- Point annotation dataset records
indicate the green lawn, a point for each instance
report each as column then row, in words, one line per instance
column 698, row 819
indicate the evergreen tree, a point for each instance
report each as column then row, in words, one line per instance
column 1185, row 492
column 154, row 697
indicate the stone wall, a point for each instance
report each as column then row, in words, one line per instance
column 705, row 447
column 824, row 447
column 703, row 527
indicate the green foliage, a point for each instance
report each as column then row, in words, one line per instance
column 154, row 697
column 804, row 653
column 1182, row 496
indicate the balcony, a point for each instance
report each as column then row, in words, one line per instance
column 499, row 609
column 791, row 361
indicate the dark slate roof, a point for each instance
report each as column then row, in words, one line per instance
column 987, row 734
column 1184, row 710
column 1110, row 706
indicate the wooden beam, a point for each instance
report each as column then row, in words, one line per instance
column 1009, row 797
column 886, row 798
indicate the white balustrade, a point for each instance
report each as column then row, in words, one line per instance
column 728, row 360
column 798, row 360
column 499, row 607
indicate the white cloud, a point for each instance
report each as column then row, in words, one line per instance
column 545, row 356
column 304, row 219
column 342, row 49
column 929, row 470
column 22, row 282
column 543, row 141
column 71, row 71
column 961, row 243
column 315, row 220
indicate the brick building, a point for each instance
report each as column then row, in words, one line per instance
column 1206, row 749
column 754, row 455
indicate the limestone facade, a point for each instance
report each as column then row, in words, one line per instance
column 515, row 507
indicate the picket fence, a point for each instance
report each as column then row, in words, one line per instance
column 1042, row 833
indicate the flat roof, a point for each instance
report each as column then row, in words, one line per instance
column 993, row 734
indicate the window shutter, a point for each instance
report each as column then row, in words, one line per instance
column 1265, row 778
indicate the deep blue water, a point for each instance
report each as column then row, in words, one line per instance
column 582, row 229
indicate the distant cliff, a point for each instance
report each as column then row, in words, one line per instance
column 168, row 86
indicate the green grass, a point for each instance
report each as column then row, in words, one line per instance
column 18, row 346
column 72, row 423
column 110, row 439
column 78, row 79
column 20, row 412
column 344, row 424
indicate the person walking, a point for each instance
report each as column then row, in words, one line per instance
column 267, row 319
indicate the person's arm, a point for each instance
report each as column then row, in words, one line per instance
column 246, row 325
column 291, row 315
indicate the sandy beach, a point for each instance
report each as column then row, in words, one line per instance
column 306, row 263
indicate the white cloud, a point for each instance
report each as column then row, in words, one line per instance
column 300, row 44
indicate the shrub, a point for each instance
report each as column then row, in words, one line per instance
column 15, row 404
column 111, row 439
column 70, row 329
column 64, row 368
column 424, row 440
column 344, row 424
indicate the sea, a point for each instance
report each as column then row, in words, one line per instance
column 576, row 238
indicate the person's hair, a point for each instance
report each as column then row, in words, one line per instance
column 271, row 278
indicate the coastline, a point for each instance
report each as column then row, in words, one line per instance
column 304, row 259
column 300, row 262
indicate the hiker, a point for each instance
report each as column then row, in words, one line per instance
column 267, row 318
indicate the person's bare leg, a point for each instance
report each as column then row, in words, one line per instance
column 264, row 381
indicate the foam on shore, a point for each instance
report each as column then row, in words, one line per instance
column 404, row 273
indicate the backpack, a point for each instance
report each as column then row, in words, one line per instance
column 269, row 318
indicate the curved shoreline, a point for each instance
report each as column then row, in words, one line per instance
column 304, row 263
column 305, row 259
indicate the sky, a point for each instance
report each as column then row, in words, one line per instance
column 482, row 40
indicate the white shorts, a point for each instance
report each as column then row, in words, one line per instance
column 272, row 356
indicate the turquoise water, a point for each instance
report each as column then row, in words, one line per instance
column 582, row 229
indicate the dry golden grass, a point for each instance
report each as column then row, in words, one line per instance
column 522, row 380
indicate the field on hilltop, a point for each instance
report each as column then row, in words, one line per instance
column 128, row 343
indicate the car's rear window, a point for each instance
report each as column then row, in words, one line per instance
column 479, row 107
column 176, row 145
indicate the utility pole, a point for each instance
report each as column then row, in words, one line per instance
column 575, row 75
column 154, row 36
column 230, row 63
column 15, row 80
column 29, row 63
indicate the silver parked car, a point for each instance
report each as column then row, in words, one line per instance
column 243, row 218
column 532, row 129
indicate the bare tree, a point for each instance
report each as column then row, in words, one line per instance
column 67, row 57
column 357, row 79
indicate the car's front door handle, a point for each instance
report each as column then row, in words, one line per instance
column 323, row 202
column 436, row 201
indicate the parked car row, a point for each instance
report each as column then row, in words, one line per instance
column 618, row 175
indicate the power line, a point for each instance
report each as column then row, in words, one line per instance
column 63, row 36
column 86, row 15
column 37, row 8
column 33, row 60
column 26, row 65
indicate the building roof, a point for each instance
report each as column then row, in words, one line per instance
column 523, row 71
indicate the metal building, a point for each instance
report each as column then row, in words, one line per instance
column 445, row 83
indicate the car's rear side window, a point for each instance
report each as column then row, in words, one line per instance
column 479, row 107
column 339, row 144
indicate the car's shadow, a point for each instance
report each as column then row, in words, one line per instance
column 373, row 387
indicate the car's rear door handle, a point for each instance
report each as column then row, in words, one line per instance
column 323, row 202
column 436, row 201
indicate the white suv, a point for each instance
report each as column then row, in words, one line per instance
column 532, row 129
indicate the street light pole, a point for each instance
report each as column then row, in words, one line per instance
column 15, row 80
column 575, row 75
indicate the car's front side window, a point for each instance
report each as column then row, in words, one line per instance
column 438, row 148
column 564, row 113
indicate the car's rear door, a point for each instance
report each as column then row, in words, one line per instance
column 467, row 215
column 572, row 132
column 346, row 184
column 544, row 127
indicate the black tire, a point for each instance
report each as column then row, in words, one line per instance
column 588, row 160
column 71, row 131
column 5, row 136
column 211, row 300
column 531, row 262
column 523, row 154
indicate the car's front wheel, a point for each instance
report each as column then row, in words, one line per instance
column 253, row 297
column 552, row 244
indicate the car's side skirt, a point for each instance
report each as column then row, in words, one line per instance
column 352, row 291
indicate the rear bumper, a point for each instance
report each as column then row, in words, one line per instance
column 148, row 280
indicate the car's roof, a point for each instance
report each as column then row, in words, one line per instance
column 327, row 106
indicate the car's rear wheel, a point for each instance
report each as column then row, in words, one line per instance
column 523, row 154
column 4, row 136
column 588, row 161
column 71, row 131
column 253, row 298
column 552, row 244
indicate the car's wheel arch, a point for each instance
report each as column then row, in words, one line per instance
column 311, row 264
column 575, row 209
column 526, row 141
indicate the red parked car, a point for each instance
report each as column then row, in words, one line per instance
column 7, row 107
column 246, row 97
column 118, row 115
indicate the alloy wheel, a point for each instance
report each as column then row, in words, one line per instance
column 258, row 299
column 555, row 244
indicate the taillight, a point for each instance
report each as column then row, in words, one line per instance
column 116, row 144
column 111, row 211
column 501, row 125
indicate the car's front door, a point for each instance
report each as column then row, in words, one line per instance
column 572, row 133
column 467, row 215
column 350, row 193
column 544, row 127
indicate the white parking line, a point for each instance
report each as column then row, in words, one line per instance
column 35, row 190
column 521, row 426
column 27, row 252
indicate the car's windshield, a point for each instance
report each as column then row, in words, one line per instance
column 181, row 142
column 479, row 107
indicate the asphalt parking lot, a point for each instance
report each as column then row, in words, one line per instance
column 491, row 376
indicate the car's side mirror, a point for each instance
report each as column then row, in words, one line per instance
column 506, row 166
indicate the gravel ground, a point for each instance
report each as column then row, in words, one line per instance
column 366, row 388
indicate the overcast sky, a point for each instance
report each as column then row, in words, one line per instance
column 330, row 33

- Work to do
Can you output all of the records above as a Markdown table with the columns "Row" and "Line", numbering each line and leaving out blank lines?

- Result
| Row | Line |
|---|---|
| 1 | indicate the green lawn, a point for each instance |
| 2 | report each as column then row, in words, one line per instance |
| 3 | column 698, row 819 |
| 4 | indicate the evergreen tree, a point for each instance |
| 5 | report each as column then row, in words, one line per instance |
| 6 | column 1185, row 492 |
| 7 | column 154, row 697 |
| 8 | indicate the stone wall, a point for each instance |
| 9 | report each as column then row, in words, one line per instance |
| 10 | column 705, row 447 |
| 11 | column 824, row 447 |
| 12 | column 703, row 527 |
| 13 | indicate the green foliage, a point for each instance |
| 14 | report each as column then row, in words, one line per instance |
| 15 | column 154, row 697 |
| 16 | column 804, row 653 |
| 17 | column 1182, row 496 |
| 18 | indicate the balcony, a point for each instance |
| 19 | report each as column then row, in words, one line per instance |
| 20 | column 499, row 609 |
| 21 | column 791, row 361 |
| 22 | indicate the dark slate roof, a point for each instance |
| 23 | report each as column then row, in words, one line per instance |
| 24 | column 987, row 734 |
| 25 | column 1184, row 710 |
| 26 | column 1110, row 706 |
| 27 | indicate the wooden beam, a point for each instance |
| 28 | report each as column then row, in words, one line per instance |
| 29 | column 1009, row 797 |
| 30 | column 886, row 798 |
| 31 | indicate the white balustrade, a point for each instance |
| 32 | report each as column then row, in words, one line per instance |
| 33 | column 728, row 360 |
| 34 | column 798, row 360 |
| 35 | column 499, row 607 |
| 36 | indicate the white cloud, a point for each instance |
| 37 | report each as column then row, in words, one line per instance |
| 38 | column 545, row 356 |
| 39 | column 304, row 219 |
| 40 | column 342, row 49 |
| 41 | column 929, row 470 |
| 42 | column 22, row 282 |
| 43 | column 543, row 141 |
| 44 | column 71, row 71 |
| 45 | column 961, row 243 |
| 46 | column 315, row 220 |
| 47 | indicate the brick building, a point for each instance |
| 48 | report each as column then row, in words, one line per instance |
| 49 | column 1206, row 749 |
| 50 | column 754, row 455 |
| 51 | indicate the limestone facade, a point for each instance |
| 52 | report each as column then row, in words, one line per instance |
| 53 | column 515, row 507 |
| 54 | indicate the picket fence, a point for each instance |
| 55 | report each as column then row, in words, one line per instance |
| 56 | column 1042, row 833 |
| 57 | indicate the flat roof, a point for each instance |
| 58 | report each as column then row, in words, one line per instance |
| 59 | column 993, row 734 |
| 60 | indicate the window shutter, a point for each instance |
| 61 | report each as column then row, in words, one line per instance |
| 62 | column 1265, row 778 |
| 63 | indicate the deep blue water, a point for each instance |
| 64 | report each as column then row, in words, one line per instance |
| 65 | column 582, row 229 |
| 66 | indicate the distant cliff, a point for each instance |
| 67 | report each as column then row, in words, one line per instance |
| 68 | column 168, row 86 |
| 69 | indicate the green grass, a point for each instance |
| 70 | report each as column then row, in words, one line per instance |
| 71 | column 18, row 346 |
| 72 | column 72, row 423 |
| 73 | column 110, row 439 |
| 74 | column 78, row 79 |
| 75 | column 20, row 412 |
| 76 | column 344, row 424 |
| 77 | indicate the person walking, a point for each instance |
| 78 | report each as column then row, in words, one line per instance |
| 79 | column 267, row 319 |
| 80 | indicate the person's arm, a point for each instance |
| 81 | report each as column then row, in words, one line per instance |
| 82 | column 246, row 325 |
| 83 | column 291, row 315 |
| 84 | indicate the sandy beach, a point for each instance |
| 85 | report each as column then row, in words, one line per instance |
| 86 | column 306, row 263 |
| 87 | indicate the white cloud, a point for each instance |
| 88 | report each as column then row, in words, one line per instance |
| 89 | column 300, row 44 |
| 90 | indicate the shrub, a point for each instance |
| 91 | report each as column then row, in words, one line per instance |
| 92 | column 15, row 404 |
| 93 | column 111, row 439 |
| 94 | column 70, row 329 |
| 95 | column 64, row 368 |
| 96 | column 424, row 440 |
| 97 | column 344, row 424 |
| 98 | indicate the sea, a point for each instance |
| 99 | report each as column then row, in words, one line per instance |
| 100 | column 576, row 238 |
| 101 | indicate the person's hair, a point for each instance |
| 102 | report each as column then row, in words, one line per instance |
| 103 | column 271, row 278 |
| 104 | indicate the coastline, a point for each instance |
| 105 | report each as column then row, in words, one line per instance |
| 106 | column 304, row 259 |
| 107 | column 300, row 262 |
| 108 | indicate the hiker, a point for each instance |
| 109 | report each as column then row, in words, one line per instance |
| 110 | column 267, row 318 |
| 111 | indicate the person's bare leg, a point for each instance |
| 112 | report each as column then row, in words, one line per instance |
| 113 | column 264, row 381 |
| 114 | indicate the foam on shore, a point for each instance |
| 115 | report each as column then row, in words, one line per instance |
| 116 | column 404, row 273 |
| 117 | indicate the backpack, a point for each instance |
| 118 | report each as column then row, in words, one line per instance |
| 119 | column 269, row 318 |
| 120 | indicate the curved shoreline, a point for each instance |
| 121 | report each as column then row, in words, one line per instance |
| 122 | column 304, row 263 |
| 123 | column 305, row 259 |
| 124 | indicate the sky, a point for each instance |
| 125 | report each as column then row, in words, one line per instance |
| 126 | column 482, row 40 |
| 127 | indicate the white shorts, a point for each instance |
| 128 | report each as column then row, in words, one line per instance |
| 129 | column 272, row 356 |
| 130 | indicate the turquoise water, a point for each instance |
| 131 | report each as column then row, in words, one line per instance |
| 132 | column 582, row 229 |
| 133 | indicate the dry golden grass, a point for each instance |
| 134 | report each as column then row, in words, one line per instance |
| 135 | column 522, row 380 |
| 136 | indicate the field on hilltop, a point for each instance |
| 137 | report each as column then row, in words, one line per instance |
| 138 | column 128, row 343 |
| 139 | indicate the car's rear window, a point for each instance |
| 140 | report each as column then row, in words, one line per instance |
| 141 | column 479, row 107 |
| 142 | column 176, row 145 |
| 143 | indicate the utility pole, a point for each instance |
| 144 | report each as column then row, in words, one line per instance |
| 145 | column 575, row 75 |
| 146 | column 154, row 36 |
| 147 | column 230, row 63 |
| 148 | column 15, row 80 |
| 149 | column 29, row 63 |
| 150 | indicate the silver parked car, a point for each instance |
| 151 | report each as column then row, in words, one line per instance |
| 152 | column 243, row 218 |
| 153 | column 532, row 129 |
| 154 | indicate the bare tree, a point for each instance |
| 155 | report each as column then row, in words, one line per instance |
| 156 | column 67, row 57 |
| 157 | column 357, row 79 |
| 158 | indicate the car's front door handle, a point for each instance |
| 159 | report each as column then row, in words, one line per instance |
| 160 | column 323, row 202 |
| 161 | column 436, row 201 |
| 162 | indicate the parked car row, a point for each instance |
| 163 | report each as column then row, in words, one line per instance |
| 164 | column 618, row 175 |
| 165 | indicate the power line, a point for each instance |
| 166 | report each as column then row, in words, one line per instance |
| 167 | column 63, row 36 |
| 168 | column 86, row 15 |
| 169 | column 37, row 8 |
| 170 | column 33, row 60 |
| 171 | column 26, row 65 |
| 172 | indicate the building roof, a point for each instance |
| 173 | report each as column then row, in words, one line per instance |
| 174 | column 523, row 71 |
| 175 | indicate the metal building, a point for each instance |
| 176 | report each as column then row, in words, one line per instance |
| 177 | column 445, row 83 |
| 178 | indicate the car's rear side window, a point for each instance |
| 179 | report each as column then row, in words, one line per instance |
| 180 | column 479, row 107 |
| 181 | column 339, row 144 |
| 182 | indicate the car's shadow, a point for each instance |
| 183 | report each as column then row, in words, one line per instance |
| 184 | column 373, row 387 |
| 185 | indicate the car's rear door handle, a point for each instance |
| 186 | report each as column then row, in words, one line per instance |
| 187 | column 323, row 202 |
| 188 | column 436, row 201 |
| 189 | indicate the white suv, a point for each instance |
| 190 | report each as column then row, in words, one line per instance |
| 191 | column 532, row 129 |
| 192 | indicate the street light pole, a point for each instance |
| 193 | report each as column then row, in words, one line per instance |
| 194 | column 15, row 80 |
| 195 | column 575, row 75 |
| 196 | indicate the car's front side window, a point for each instance |
| 197 | report each as column then row, in words, one line per instance |
| 198 | column 438, row 148 |
| 199 | column 564, row 113 |
| 200 | indicate the car's rear door, a point for each instance |
| 201 | report each as column then row, in words, one line per instance |
| 202 | column 467, row 215 |
| 203 | column 572, row 132 |
| 204 | column 346, row 184 |
| 205 | column 544, row 127 |
| 206 | indicate the black tire, a point for each instance |
| 207 | report each as column then row, in words, one line per instance |
| 208 | column 588, row 160 |
| 209 | column 71, row 131 |
| 210 | column 5, row 136 |
| 211 | column 211, row 300 |
| 212 | column 531, row 262 |
| 213 | column 523, row 154 |
| 214 | indicate the car's front wheel, a point for each instance |
| 215 | report each as column then row, in words, one line per instance |
| 216 | column 253, row 297 |
| 217 | column 552, row 244 |
| 218 | indicate the car's side skirt, a point for each instance |
| 219 | report each as column then row, in words, one line per instance |
| 220 | column 352, row 291 |
| 221 | indicate the rear bumper, a point for each instance |
| 222 | report each as column then row, in words, one line per instance |
| 223 | column 148, row 280 |
| 224 | indicate the car's roof, a point for each instance |
| 225 | report each as column then row, in words, one line per instance |
| 226 | column 327, row 106 |
| 227 | indicate the car's rear wheel, a point for each instance |
| 228 | report each as column then row, in words, one line per instance |
| 229 | column 523, row 154 |
| 230 | column 4, row 136 |
| 231 | column 588, row 161 |
| 232 | column 71, row 131 |
| 233 | column 253, row 298 |
| 234 | column 552, row 244 |
| 235 | indicate the car's wheel arch, a point for each instance |
| 236 | report each as column then row, in words, one line per instance |
| 237 | column 311, row 264 |
| 238 | column 575, row 209 |
| 239 | column 526, row 141 |
| 240 | indicate the red parked car, a point for each instance |
| 241 | report each as column then row, in words, one line per instance |
| 242 | column 7, row 107 |
| 243 | column 246, row 97 |
| 244 | column 118, row 115 |
| 245 | indicate the alloy wheel, a point for each instance |
| 246 | report each as column then row, in words, one line per instance |
| 247 | column 258, row 299 |
| 248 | column 555, row 244 |
| 249 | indicate the taillight, a point for each instance |
| 250 | report each as column then row, in words, one line per instance |
| 251 | column 116, row 144 |
| 252 | column 111, row 211 |
| 253 | column 501, row 125 |
| 254 | indicate the car's front door, a point for each instance |
| 255 | report each as column then row, in words, one line per instance |
| 256 | column 572, row 133 |
| 257 | column 467, row 215 |
| 258 | column 350, row 193 |
| 259 | column 544, row 127 |
| 260 | indicate the white parking line, a point for each instance |
| 261 | report each as column then row, in words, one line per instance |
| 262 | column 35, row 190 |
| 263 | column 521, row 426 |
| 264 | column 27, row 252 |
| 265 | indicate the car's windshield, a point for each instance |
| 266 | report each as column then row, in words, one line per instance |
| 267 | column 181, row 142 |
| 268 | column 479, row 107 |
| 269 | indicate the asphalt parking lot, a point for each instance |
| 270 | report each as column then row, in words, one line per instance |
| 271 | column 491, row 376 |
| 272 | indicate the car's side mirror, a point for each instance |
| 273 | report each as column then row, in words, one line per instance |
| 274 | column 506, row 166 |
| 275 | indicate the gravel ground, a point for each instance |
| 276 | report each as column then row, in words, one line per instance |
| 277 | column 366, row 388 |
| 278 | indicate the overcast sky, a point for each instance |
| 279 | report each as column then row, in words, one line per instance |
| 280 | column 330, row 33 |